## Goal of the exercise
Rewrite part of the material below as a JSON list of strings, one string per line, with blank lines left out. Begin at the line that contains "As a warehouse robot's perception module, locate man's" and stop after the line that contains "299, 473, 347, 505".

## Material provided
== == ==

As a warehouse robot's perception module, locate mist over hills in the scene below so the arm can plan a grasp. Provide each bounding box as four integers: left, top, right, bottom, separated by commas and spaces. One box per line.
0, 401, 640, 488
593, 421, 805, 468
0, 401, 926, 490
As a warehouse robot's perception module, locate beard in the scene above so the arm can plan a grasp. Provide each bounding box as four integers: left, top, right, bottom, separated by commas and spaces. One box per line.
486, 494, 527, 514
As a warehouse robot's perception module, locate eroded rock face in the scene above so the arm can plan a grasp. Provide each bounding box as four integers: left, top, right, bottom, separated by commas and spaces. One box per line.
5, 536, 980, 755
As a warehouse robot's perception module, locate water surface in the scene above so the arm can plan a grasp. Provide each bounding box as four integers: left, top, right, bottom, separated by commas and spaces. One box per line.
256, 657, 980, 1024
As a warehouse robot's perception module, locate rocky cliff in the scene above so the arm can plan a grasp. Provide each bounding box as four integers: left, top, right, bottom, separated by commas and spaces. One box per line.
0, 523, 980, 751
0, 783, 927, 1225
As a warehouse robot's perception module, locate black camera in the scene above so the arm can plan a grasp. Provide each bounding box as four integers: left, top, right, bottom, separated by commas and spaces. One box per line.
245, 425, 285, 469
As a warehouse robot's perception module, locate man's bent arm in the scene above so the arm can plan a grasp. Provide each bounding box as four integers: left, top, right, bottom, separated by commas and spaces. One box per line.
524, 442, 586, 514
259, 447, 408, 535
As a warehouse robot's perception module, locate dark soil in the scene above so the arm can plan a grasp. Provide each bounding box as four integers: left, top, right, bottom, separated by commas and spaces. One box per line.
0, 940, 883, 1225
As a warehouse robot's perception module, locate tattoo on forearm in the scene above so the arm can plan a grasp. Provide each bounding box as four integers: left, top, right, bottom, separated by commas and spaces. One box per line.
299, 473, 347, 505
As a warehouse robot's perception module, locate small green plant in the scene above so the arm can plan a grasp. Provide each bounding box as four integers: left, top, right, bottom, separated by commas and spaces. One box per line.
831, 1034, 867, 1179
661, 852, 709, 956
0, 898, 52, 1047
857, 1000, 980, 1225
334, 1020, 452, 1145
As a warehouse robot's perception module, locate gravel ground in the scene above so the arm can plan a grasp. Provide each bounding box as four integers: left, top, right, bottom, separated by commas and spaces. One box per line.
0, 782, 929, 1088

== == ==

## Solution
[
  "As a warehouse robot's perception module, locate man's bent arm in the scene above so the arm can plan a grasp. Provide each bounding box as four integers: left, top, right, bottom, separated by commas and spaces. One box per line.",
  "524, 442, 586, 514",
  "259, 447, 408, 535",
  "As a warehouse robot's perception module, locate dark soil in the scene above so the arm can plan a grasp. Provide each bounding box as four integers: left, top, right, bottom, separated by commas and spaces. One box per line.",
  "0, 940, 883, 1225",
  "As a warehouse robot's perception module, locate tattoo on forearm in the scene above so the arm can plan a grasp. Provide each bounding box as four integers: left, top, right, bottom, separated by commas and spaces. One box per line.",
  "299, 473, 347, 505"
]